Task directions:
Reproduce every line of the listing below verbatim, with nothing altered or omitted.

Supplied data:
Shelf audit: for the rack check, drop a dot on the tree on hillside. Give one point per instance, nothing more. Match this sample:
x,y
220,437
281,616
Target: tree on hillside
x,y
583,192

Final answer:
Shelf audit: for the rack check, drop a dot on the tree on hillside. Give one point per instance, nothing more. Match this sample:
x,y
220,437
281,616
Target: tree on hillside
x,y
583,192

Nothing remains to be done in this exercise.